A MAN stabbed his neighbour’s son following a row over anti-social behaviour.

Phillip Howarth had grappled with Brandon Hughes before picking up a kitchen knife and attacking him.

Howarth, aged 50, pleaded guilty to causing Mr Hughes grievous bodily harm in the incident on October 2 last year.

Gary Woodhall, prosecuting, told a sentencing hearing at Bolton Crown Court how the incident came against a background of problems with anti-social behaviour between the defendant and the complainant and his mother.

Howarth had even called the police about the issues.

Mr Hughes attended the bedsit where his mother and Howarth lived, in Park Road near Queen’s Park at around 10pm on the day of the attack.

He didn’t have a key to get into the premises so began banging on the communal entrance.

Howarth, now of Atholl Drive, Heywood, lent out of his window and shouted abuse at Mr Hughes.

He was then let in to the communal area of the flats where a confrontation broke out between the pair.

The pair then began grappling in Howarth’s room who then picked up a knife and stabbed Mr Hughes in the right side of his chest but did not immediately notice he was wounded.

Mr Woodhall said: “Brandon Hughes did not realise he had been stabbed until he returned to his flat and it was pointed out that he was bleeding.”

Mr Hughes was taken to hospital where he stayed overnight before he discharged himself the following day against medical advice.

He suffered a pneumothorax in the attack – a build up of air outside the lungs that then causes a leak from the lungs.

Judge Mark Ainsworth, said: “An injury of this type is serious but it could have been so much more.”

Mark Friend, defending Howarth, said that he had problems in the building and people had damaged his lock by kicking it.

He added that the defendant had endured a ‘difficult past’ and has faced problems with drugs but was now working on it while living with his mother.

Judge Ainsworth sentenced Howarth to 14 months in prison, suspended for 18 months and was also ordered to do 120 hours of unpaid work.

==================================================

> TASK REQUIREMENTS
Retype the part of the stabbing report between "Gary Woodhall, prosecuting, told" and "and his mother.", inclusive. The lines under this report aren't needed.

> LISTED RECORDS
==================================================

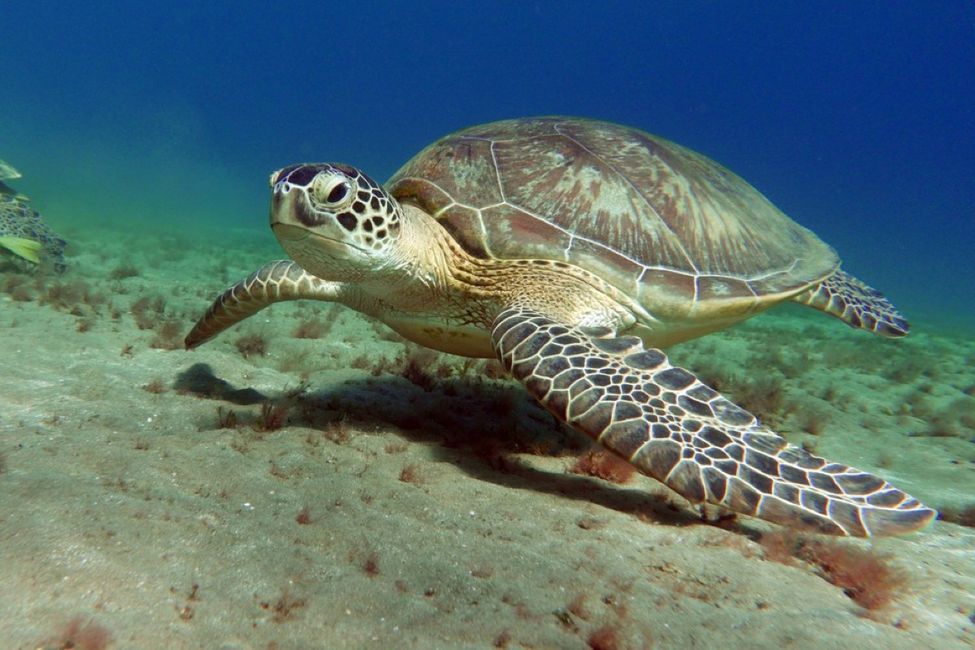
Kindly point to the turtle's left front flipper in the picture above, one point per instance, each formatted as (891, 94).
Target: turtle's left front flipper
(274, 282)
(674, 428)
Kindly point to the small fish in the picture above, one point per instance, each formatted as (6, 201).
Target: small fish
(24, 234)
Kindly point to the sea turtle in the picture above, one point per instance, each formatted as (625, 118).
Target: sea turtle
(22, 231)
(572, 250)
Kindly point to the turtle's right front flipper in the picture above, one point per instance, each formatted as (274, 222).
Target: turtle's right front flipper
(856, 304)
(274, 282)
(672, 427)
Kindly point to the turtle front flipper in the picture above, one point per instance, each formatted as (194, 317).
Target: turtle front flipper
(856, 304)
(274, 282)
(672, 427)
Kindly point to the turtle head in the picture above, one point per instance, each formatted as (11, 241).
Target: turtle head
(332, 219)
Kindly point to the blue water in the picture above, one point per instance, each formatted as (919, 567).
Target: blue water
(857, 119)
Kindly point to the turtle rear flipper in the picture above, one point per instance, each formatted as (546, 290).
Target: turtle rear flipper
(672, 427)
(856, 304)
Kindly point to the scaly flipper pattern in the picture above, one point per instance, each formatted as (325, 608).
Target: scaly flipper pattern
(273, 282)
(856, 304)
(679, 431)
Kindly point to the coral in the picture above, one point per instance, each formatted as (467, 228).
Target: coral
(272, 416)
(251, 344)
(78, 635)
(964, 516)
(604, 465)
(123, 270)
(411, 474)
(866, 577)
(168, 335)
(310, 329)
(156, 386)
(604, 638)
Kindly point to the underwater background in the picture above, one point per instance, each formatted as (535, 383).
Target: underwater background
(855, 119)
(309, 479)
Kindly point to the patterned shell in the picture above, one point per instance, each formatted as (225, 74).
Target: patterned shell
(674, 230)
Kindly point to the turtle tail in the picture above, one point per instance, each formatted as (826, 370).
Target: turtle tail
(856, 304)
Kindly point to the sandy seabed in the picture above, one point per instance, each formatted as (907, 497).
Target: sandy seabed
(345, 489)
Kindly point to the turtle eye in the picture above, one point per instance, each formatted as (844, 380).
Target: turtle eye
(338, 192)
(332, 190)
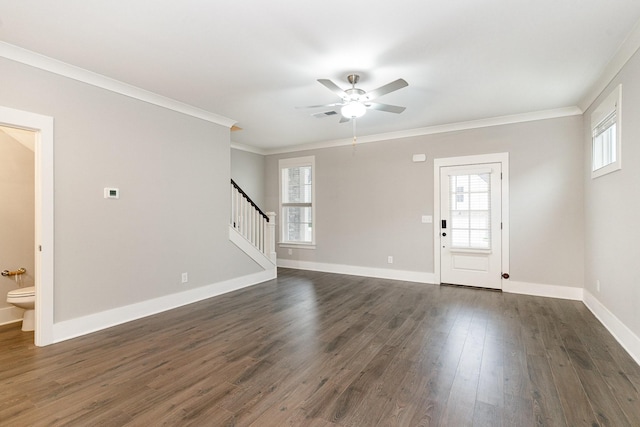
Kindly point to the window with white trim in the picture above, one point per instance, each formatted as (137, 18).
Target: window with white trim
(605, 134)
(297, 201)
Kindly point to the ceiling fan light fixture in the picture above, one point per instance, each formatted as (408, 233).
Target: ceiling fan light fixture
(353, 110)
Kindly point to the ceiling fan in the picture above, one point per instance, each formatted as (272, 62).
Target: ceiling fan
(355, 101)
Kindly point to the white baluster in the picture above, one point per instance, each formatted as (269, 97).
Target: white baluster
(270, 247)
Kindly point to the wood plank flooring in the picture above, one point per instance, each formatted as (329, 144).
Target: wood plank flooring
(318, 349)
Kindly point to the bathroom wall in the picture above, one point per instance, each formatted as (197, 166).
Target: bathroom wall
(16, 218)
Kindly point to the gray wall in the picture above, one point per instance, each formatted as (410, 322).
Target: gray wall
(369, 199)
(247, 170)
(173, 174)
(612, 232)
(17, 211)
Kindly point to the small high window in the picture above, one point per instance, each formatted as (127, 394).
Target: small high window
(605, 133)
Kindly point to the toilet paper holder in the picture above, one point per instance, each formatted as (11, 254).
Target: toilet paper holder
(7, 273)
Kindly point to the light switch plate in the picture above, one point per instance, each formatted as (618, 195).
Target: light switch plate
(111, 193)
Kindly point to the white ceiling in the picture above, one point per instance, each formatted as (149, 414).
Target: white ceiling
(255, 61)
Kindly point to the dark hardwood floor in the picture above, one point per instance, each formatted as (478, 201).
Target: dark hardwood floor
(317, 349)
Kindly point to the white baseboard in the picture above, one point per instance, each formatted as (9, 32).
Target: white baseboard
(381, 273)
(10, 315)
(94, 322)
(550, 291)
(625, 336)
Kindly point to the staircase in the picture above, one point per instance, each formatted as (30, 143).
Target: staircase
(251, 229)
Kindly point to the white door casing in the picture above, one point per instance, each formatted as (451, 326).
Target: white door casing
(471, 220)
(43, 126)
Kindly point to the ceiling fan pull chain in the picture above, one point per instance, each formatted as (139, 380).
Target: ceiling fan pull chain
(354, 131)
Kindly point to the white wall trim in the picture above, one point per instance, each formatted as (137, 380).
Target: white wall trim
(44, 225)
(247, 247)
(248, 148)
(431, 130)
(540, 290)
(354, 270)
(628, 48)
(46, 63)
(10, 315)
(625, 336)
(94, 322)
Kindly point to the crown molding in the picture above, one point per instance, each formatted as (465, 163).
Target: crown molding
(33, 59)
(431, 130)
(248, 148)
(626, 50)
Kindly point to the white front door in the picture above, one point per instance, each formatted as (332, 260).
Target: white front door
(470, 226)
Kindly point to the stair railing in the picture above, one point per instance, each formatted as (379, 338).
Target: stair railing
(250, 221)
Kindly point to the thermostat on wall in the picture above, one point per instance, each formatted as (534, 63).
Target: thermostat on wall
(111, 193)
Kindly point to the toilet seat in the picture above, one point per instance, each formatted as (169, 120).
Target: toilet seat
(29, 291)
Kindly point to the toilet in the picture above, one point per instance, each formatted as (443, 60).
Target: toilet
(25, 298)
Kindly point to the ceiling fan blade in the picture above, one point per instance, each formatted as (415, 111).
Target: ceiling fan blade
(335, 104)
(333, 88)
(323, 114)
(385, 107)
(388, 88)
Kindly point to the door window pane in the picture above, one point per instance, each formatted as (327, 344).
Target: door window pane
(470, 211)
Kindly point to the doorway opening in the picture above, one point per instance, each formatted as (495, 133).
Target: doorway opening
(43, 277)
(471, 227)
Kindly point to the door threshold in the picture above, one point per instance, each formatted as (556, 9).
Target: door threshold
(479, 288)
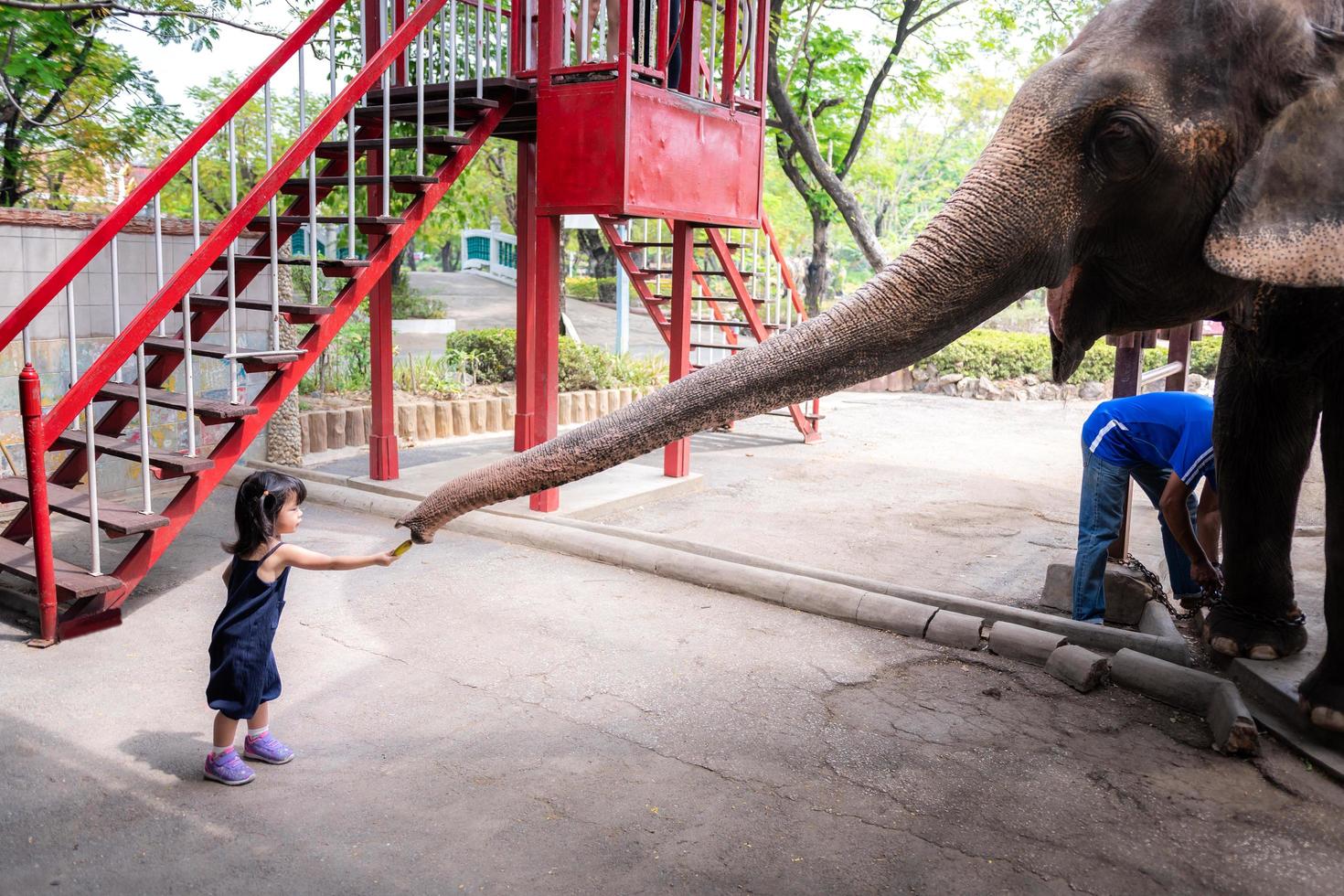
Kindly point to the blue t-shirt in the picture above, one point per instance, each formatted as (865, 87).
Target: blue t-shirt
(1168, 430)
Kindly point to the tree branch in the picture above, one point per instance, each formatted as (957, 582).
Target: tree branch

==================================================

> RESPONSE TO THIS EXERCISE
Gary Woodhall, prosecuting, told a sentencing hearing at Bolton Crown Court how the incident came against a background of problems with anti-social behaviour between the defendant and the complainant and his mother.